+++ TEXT EXTRACT

We find this almost immediately. A restaurant called Zeffirino is welcoming to a degree we can’t ignore. The maitre d’ steps up as soon as he detects interest on our part. Inside is a much larger and substantial restaurant than we had in mind. Two of the tables in the center of the dining room are set for around a dozen people. When the party for whom this reservation was made arrives, they are the kind of people you’d find at lunchtime at Galatoire’s: well dressed, possibly politicians or businessmen, pillars of the community.

We have our own excellent table in a corner. The waiter comes over with welcome glasses of Spanish bubbly wine. Then another welcome gift of paper-thin slices of marinated octopus. The Marys stop our host in the nick of time before the cephalopods land before them. I eat my share of octopus and find it brilliant. I wish I had grabbed the girls’ rejected portions.

Pesto ravioli at Zeffirino: the best pesto dish of our lives.

Genoa is the home of pesto–the sauce of basil, garlic, parmesan cheese, olive oil and butter. We begin by having pesto tossed with thin pasta sheets of absolutely perfect consistency and flavor. The three of us agree that never before have we eaten its equal. Mary Leigh goes to the extreme of continuing the thrill by having cheese ravioli al pesto for her secondi.

Zeffirino’s seafood with spaghetti alla chittara. That’s a real scampo in the middle.

Zeffirino’s specialty is clearly seafood. I order a platter of spaghetti alla chittara afloat in a seafood stock-based sauce, thick and throbbing with flavor from chunks of fish, shellfish, and mollusks. In the center is what looks like an enormous shrimp in its shell, with long, strong claws. This is a scampo, the Mediterranean crustacean for which American-Italian “shrimp scampi” (shrimp cooked the way scampi would be) is named. The sauce gets better the more I eat, with a superb assault of seafood broth, herbs and red pepper. The bowl is so large that my stomach capacity is exhausted before I get halfway through. . There is nothing to compare with this in New Orleans, with the possible exception of the occasional seafood pasta special at Fausto’s. It would be a good target for more of our local Italian restaurants to shoot for.

++++++
+++ INFORMATION PROVIDED

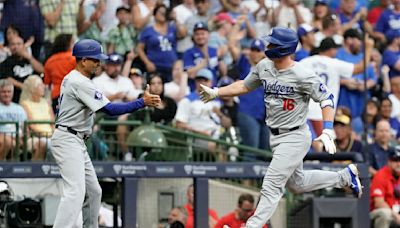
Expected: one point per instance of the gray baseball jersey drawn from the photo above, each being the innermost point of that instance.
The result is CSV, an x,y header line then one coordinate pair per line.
x,y
79,100
286,92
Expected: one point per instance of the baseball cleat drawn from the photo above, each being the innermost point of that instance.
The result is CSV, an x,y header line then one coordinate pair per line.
x,y
355,184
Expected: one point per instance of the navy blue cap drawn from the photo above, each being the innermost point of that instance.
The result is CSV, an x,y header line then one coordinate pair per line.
x,y
224,81
394,154
114,58
200,26
304,29
321,2
204,73
257,44
392,34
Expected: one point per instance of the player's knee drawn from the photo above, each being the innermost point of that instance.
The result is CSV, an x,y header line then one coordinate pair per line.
x,y
295,189
96,192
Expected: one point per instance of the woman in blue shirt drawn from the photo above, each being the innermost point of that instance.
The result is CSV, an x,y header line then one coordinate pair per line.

++++++

*WHAT TO DO*
**A)** In the Zeffirino text, what does the waiter bring as a welcome gift after the glasses of Spanish bubbly wine?
**B)** Quote the Zeffirino text, beginning at the words "We find this" and stopping after "girls’ rejected portions.".

*SOLUTION SET*
**A)** Paper-thin slices of marinated octopus.

**B)**
We find this almost immediately. A restaurant called Zeffirino is welcoming to a degree we can’t ignore. The maitre d’ steps up as soon as he detects interest on our part. Inside is a much larger and substantial restaurant than we had in mind. Two of the tables in the center of the dining room are set for around a dozen people. When the party for whom this reservation was made arrives, they are the kind of people you’d find at lunchtime at Galatoire’s: well dressed, possibly politicians or businessmen, pillars of the community.

We have our own excellent table in a corner. The waiter comes over with welcome glasses of Spanish bubbly wine. Then another welcome gift of paper-thin slices of marinated octopus. The Marys stop our host in the nick of time before the cephalopods land before them. I eat my share of octopus and find it brilliant. I wish I had grabbed the girls’ rejected portions.